§ **Assignment**
Can you rewrite the paragraph in the Nuxalk text below that begins "The Nuxalk people" as a short bulleted list of its main facts?

Regions with significant populations
- Bella Coola, British Columbia

Languages
- English, Nuxalk

Religion
- American Indian panentheism, Christianity, other

Related ethnic groups
- other Coast Salish peoples

= Nuxalk =

Salishan ethnic group of British Columbia, Canada

The Nuxalk people (Nuxalkmc; pronounced /blc/), also referred to as the Bella Coola, Bellacoola or Bilchula, are an Indigenous First Nation of the Pacific Northwest Coast, centred in the area in and around Bella Coola, British Columbia within their wider traditional territory: Kulhulmcilh. They speak the Nuxalk language (It7Nuxalkmc). Their on-reserve tribal government is the Nuxalk Nation.

==Name and tribes/groups==
The name "Bella Coola", often used in academic writing, is not preferred by the Nuxalk; it is a derivation of the neighbouring Wakashan-speaking coastal Heiltsuk people's name for the Nuxalk as bəlxwəlá or bḷ́xʷlá, meaning "stranger" (rendered plxwla in Nuxalk orthography). Within the Nuxalk language, "Nuxalkmc" is the term for the people, and "ItNuxalkmc" is the term for the language, and these terms are increasingly being used in English locally.

§ **Data section**
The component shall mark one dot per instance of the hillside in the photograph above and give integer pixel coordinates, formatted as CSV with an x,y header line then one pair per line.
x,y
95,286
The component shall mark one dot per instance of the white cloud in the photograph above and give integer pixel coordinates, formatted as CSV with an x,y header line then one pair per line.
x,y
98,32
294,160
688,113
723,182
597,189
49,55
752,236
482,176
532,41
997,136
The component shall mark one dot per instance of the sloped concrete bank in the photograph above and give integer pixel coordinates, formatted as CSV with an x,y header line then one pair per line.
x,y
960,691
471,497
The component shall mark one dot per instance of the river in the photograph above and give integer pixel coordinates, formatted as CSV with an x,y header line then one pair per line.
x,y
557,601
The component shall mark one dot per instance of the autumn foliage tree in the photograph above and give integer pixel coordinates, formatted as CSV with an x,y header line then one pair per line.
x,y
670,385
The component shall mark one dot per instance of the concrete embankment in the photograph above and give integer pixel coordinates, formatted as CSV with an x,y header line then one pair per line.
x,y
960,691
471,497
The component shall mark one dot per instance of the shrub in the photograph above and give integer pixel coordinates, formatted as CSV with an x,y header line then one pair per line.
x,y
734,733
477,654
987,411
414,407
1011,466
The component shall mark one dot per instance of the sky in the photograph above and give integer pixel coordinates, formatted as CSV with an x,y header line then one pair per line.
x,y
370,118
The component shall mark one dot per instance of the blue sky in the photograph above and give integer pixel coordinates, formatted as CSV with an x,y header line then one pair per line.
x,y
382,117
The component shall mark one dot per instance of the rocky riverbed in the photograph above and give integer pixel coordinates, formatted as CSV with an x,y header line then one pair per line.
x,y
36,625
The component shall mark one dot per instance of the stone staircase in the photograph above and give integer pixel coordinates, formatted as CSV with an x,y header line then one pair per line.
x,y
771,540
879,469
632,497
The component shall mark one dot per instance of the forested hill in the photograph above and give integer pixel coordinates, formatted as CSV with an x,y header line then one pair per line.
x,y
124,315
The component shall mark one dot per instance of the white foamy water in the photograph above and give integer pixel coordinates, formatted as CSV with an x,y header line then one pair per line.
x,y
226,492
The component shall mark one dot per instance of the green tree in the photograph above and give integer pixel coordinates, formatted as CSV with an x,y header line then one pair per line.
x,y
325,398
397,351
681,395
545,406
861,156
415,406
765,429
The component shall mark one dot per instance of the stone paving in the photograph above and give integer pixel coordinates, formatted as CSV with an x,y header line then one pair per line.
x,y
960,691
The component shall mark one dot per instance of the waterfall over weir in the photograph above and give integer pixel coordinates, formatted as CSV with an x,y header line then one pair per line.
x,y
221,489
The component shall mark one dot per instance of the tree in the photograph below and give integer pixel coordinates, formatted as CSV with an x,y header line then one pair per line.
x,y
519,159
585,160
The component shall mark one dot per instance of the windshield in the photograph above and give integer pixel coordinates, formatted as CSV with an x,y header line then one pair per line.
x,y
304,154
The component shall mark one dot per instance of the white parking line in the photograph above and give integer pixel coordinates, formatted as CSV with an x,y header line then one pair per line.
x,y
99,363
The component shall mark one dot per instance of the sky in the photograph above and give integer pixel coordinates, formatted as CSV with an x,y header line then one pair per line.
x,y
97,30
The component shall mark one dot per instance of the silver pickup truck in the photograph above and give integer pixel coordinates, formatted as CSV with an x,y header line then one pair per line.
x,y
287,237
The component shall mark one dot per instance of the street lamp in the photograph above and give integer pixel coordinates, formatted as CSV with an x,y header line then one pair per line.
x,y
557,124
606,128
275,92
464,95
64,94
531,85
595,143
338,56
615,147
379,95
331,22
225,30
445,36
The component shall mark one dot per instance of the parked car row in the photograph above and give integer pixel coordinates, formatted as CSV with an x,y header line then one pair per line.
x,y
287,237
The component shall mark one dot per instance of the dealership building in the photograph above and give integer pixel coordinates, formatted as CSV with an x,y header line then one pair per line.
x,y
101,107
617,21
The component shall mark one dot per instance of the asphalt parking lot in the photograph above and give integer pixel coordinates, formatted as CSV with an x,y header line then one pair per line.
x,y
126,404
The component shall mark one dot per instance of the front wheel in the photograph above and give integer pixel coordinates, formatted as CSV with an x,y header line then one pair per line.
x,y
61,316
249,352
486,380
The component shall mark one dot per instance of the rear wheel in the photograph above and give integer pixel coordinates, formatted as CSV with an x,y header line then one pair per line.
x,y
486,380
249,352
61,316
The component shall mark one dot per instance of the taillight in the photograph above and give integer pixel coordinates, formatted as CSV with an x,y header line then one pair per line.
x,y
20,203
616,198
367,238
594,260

§ **Task solution**
- The Nuxalk (Nuxalkmc), also called the Bella Coola, Bellacoola or Bilchula, are an Indigenous First Nation of the Pacific Northwest Coast.
- They are centered in and around Bella Coola, British Columbia, within their wider traditional territory, Kulhulmcilh.
- They speak the Nuxalk language.
- Their on-reserve tribal government is the Nuxalk Nation.